This page contains definition for Audio-related Data Types.

Audio: A Data Type that

  • Represents analogue signals sampled at a frequency between 8-192 kHz with a number of bits/sample between 8 and 32.
  • Is rendered in the human-audible range (16 Hz – 20 kHz ).

Audio Block: a set of consecutive samples without time code.

Audio File: a wave file conforming to WAV RF64 file format.

Audio Segment: An Audio Block with Time Labels.

Emotionless Speech: An Audio File containing only speech in which music and other sounds are absent, and in which little or no identifiable emotion is perceptible by native listeners.

Enhanced Audio: Multichannel Audio whose samples are Enhanced Audio samples.

Enhanced Transform Audio: Transform Multichannel Audio whose samples are samples of Transform Enhanced Audio

Input Audio: Multichannel Audio as provided by a Microphone Array.
▬▬▬
■ **DIRECTIVE 1**
In the audio data type definitions, what file format must an Audio File conform to?
■ **DIRECTIVE 2**
Duplicate a passage from the audio data type definitions, beginning at the words "Audio: A Data" and stopping after "by native listeners.".
■ **DIRECTIVE 3**
Go on with the audio data type definitions, writing further entries after the one for Input Audio.
The listing that comes next is not needed.

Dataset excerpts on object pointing
▬▬▬
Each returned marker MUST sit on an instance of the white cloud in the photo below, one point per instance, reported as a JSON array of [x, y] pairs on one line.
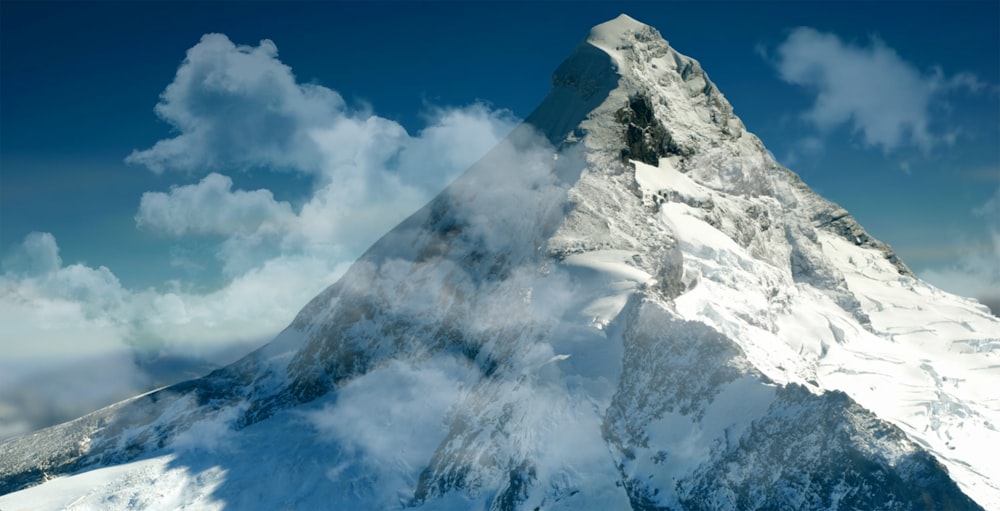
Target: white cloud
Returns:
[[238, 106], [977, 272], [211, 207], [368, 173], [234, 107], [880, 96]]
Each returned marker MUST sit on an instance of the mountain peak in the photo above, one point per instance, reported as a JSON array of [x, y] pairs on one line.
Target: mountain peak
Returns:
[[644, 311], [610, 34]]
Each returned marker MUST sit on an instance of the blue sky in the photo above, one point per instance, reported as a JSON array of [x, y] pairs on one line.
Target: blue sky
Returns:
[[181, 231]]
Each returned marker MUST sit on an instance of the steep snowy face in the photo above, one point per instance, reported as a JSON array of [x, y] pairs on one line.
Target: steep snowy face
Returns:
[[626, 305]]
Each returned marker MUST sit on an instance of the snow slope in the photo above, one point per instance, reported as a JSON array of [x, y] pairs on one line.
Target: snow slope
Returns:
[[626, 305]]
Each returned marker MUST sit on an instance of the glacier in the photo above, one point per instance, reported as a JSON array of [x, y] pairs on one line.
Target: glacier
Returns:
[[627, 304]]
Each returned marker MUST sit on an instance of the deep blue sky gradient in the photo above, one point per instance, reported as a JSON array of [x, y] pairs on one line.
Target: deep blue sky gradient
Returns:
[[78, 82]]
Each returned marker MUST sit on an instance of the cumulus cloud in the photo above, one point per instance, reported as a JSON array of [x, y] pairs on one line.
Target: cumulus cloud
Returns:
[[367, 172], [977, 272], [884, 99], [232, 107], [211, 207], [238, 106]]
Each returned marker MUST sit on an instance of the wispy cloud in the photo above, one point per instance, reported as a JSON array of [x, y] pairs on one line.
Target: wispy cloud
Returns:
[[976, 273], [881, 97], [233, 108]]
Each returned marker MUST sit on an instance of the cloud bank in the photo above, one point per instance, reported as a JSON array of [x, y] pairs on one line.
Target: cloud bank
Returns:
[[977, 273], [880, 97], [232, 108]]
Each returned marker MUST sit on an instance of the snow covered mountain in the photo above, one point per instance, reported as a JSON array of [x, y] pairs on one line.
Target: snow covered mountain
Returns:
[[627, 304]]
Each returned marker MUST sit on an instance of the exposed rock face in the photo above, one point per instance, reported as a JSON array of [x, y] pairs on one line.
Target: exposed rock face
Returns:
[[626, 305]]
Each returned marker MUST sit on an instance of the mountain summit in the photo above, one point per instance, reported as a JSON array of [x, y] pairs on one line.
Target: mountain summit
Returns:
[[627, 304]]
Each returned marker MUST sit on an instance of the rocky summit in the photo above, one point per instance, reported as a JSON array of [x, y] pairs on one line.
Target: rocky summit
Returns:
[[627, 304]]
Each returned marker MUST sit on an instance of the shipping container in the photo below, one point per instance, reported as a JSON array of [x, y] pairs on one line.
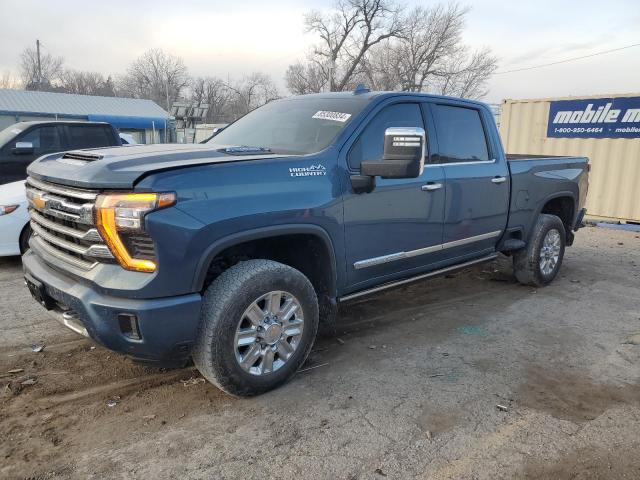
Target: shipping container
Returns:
▬▬▬
■ **TASK OUTPUT 1**
The WAV RF64 file format.

■ **TASK OUTPUT 2**
Audio: A Data Type that

  • Represents analogue signals sampled at a frequency between 8-192 kHz with a number of bits/sample between 8 and 32.
  • Is rendered in the human-audible range (16 Hz – 20 kHz ).

Audio Block: a set of consecutive samples without time code.

Audio File: a wave file conforming to WAV RF64 file format.

Audio Segment: An Audio Block with Time Labels.

Emotionless Speech: An Audio File containing only speech in which music and other sounds are absent, and in which little or no identifiable emotion is perceptible by native listeners.

■ **TASK OUTPUT 3**
Microphone Array Audio: Interleaved Multichannel Audio whose channels are sampled at a minimum of 5.33 ms (i.e., 256 samples at 48 kHz) to a maximum of 85.33 ms (i.e., 4096 samples at 48 kHz) and each sample is in single or double precision float.

Model Utterance: An Audio Segment used as a model or demonstration of the Emotion to be added to Emotionless Speech in order to produce Speech with Emotion (Emotion Enhanced Speech Use Case).

Multichannel Audio: a Data Type whose structure contains between 4 and 256 time-aligned interleaved Audio Channels organised in blocks.

Multichannel Audio Stream: Interleaved Multichannel Audio packaged with Time Code.

Neural Network Speech Model: A Neural Network Model trained on Speech Segments for Modelling and used to synthesise replacements for the entire Damaged Segment or Damaged Sections within it.

Output Audio: Audio information such as provided by the Audio-Visual Rendering AIM.

Speech: Data Type representing an analogue audio signal sampled at a frequency between 8-192 kHz with a bits/sample number between 8 and 32 and non-uniform or uniform quantisation.

Spherical Harmonic Decomposition: Data Type representing the captured sound field in the spatial frequency domain.

Synthesised Speech: Speech produced by a Text-To-Speech AIM.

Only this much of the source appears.